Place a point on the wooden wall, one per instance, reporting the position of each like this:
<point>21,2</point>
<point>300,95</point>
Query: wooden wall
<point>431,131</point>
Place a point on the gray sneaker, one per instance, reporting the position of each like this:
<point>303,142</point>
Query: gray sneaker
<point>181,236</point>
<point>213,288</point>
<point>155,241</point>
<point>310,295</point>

* * *

### [PROBLEM TO WORK ON]
Go through the material and copy every line in which the word "position" occurs.

### [REPLY TO THE TASK]
Place a point on the wooden wall, one per instance, reporting the position of each like this:
Place a point on the gray sneaker, one per instance, reporting the position of each like this:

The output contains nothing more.